● **EXERCISE PASSAGE**

---

Coat of Arms of Philip II of Spain as King of Portugal.

According to the old feudal custom, the line of succession of the Portuguese throne would have been:

- Ranuccio I Farnese, Duke of Parma and his siblings (son of Infanta Maria of Guimarães, eldest daughter of Infante Duarte, Duke of Guimarães, the youngest son of Manuel I and the only one who had living descendants).
- Catherine, Duchess of Braganza and her children (youngest daughter of Duarte of Portugal, Maria's younger sister).
- Philip II of Spain and his children (son of Isabella of Portugal, the eldest daughter of Manuel I).
- Maria of Spain, Holy Roman Empress, and her children (daughter of Isabella of Portugal, Philip's sister).
- Emmanuel Philibert, Duke of Savoy and his children (son of Beatrice of Portugal, the youngest daughter of Manuel I).
- John I of Braganza and children (great-grandson of Isabella of Portugal, Manuel I's younger sister and married to Catherine).

==Succession==
Both António and Philip were the grandchildren of King Manuel I of Portugal :

- António was known for having wider support in Portugal and throughout the nascent Portuguese Empire. This was in part due to his lifetime in Portugal. However he was a claimant through a bastard line (an illegitimate grandchild through his father Infante Louis, 5th Duke of Beja).
- Philip, in contrast, was the eldest grandchild, but he descended from a legitimate (albeit female) line, through his mother, Infanta Isabella of Portugal. Although he spent most of his life in Spain, the Portuguese high nobility and high clergy supported Philip of Spain's claim.

==War==
On July 24, 1580, António proclaimed himself as King of Portugal and of the Algarves, in Santarém, which was followed by popular acclamation in several locations of the country. However, he governed in Continental Portugal for only 33 days, culminating in his defeat at the Battle of Alcântara by the Spanish armies led by Fernando Álvarez de Toledo, Duke of Alba on August 25. The Battle ended in a decisive victory for the Spanish Habsburgs, both on land and sea. Two days later, the Duke of Alba captured Lisbon.

---

● **STUDY MATERIAL**

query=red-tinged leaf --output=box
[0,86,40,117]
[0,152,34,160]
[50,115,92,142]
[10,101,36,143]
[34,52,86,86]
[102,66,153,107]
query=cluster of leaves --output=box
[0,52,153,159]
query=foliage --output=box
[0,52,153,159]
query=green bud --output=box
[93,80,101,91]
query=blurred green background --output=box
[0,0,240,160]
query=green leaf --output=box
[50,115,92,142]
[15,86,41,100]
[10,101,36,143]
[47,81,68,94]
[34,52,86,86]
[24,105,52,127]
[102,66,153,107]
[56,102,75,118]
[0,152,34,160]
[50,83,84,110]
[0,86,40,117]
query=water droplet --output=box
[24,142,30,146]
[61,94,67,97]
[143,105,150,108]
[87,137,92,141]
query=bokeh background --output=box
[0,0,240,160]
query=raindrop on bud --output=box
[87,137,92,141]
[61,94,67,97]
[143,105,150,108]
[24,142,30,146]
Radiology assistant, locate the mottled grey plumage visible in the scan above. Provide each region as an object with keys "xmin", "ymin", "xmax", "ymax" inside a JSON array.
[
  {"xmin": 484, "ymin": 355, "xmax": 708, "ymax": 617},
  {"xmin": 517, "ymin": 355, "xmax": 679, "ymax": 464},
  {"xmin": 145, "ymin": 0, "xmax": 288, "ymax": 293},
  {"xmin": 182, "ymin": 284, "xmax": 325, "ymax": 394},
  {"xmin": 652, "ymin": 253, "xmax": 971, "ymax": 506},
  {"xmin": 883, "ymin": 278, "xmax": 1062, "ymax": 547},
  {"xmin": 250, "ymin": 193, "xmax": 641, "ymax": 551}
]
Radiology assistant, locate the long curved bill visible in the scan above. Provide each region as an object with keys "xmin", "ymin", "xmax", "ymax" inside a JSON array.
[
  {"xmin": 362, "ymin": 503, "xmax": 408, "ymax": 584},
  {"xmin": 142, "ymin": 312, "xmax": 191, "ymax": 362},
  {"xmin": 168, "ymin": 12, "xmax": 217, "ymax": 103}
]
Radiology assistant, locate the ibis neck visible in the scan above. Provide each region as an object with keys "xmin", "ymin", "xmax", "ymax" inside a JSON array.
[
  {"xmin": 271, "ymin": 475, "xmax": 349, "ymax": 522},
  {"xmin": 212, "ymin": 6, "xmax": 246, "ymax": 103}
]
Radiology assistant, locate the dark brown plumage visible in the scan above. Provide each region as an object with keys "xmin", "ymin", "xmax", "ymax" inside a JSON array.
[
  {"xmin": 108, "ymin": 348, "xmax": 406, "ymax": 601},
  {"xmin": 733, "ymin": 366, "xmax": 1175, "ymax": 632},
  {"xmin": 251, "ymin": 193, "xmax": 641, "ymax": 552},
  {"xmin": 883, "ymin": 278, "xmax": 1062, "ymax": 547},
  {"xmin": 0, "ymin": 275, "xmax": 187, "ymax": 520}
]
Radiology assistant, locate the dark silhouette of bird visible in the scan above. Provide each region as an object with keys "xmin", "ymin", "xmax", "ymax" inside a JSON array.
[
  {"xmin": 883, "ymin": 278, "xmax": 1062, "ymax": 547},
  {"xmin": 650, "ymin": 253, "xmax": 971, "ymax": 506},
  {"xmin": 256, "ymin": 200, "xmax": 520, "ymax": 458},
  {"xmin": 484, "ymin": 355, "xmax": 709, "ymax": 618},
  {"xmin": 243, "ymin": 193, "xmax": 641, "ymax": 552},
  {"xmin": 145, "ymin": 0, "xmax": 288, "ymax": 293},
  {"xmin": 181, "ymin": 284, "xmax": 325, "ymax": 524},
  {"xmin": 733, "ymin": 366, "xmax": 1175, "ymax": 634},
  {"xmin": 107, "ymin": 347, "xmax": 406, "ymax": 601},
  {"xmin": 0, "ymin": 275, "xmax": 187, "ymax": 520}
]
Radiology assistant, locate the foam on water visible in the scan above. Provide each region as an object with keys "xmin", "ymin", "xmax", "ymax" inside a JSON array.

---

● **TASKS TO CARRY OUT**
1. In the passage on the Portuguese succession, why did António have wider support in Portugal? Answer in one to three sentences.
2. Render this sentence from the passage on the Portuguese succession into Spanish: "Two days later, the Duke of Alba captured Lisbon."
3. Extend the passage on the Portuguese succession by writing what follows its final sentence.
The records have no connection to the text about the Portuguese succession.

● **TASK-BY-TASK RESULTS**
1. He had wider support in Portugal and its empire partly because he had lived his whole life in Portugal.

2. Dos días después, el duque de Alba tomó Lisboa.

3.
In early 1581, António fled to France and, as Philip's armies had not yet occupied the Azores, he sailed there with French adventurers under Filippo Strozzi, a Florentine exile in the service of France, but was utterly defeated at sea by a Spanish fleet commanded by Don Álvaro de Bazán, 1st Marquis of Santa Cruz at the Battle of Ponta Delgada off Terceira Island on July 26, 1582 and off São Miguel Island on July 27, 1582. António's attempt to rule Portugal from Terceira Island, in the Azores (where he even minted coins) came to an end in 1583.

==Consequences==
The combined Spanish-Portuguese navy's victory resulted in the rapid conquest of the Azores, completing the dynastic union of the Portuguese and Spanish empires. The King Philip II of Spain was recognized as King Philip I of Portugal and of the Algarves by the Portuguese Cortes of Tomar (1581). In 1589, António made an attempt on Lisbon supported by English forces under the command of Sir Francis Drake and Sir John Norreys. When the people failed to rise and yield the city to Dom António, the attempt was abandoned. Spain and Portugal would remain united in a dynastic union of the crowns (remaining formally independent and with autonomous administrations) for the next 60 years, until 1640. This union is called the Iberian Union.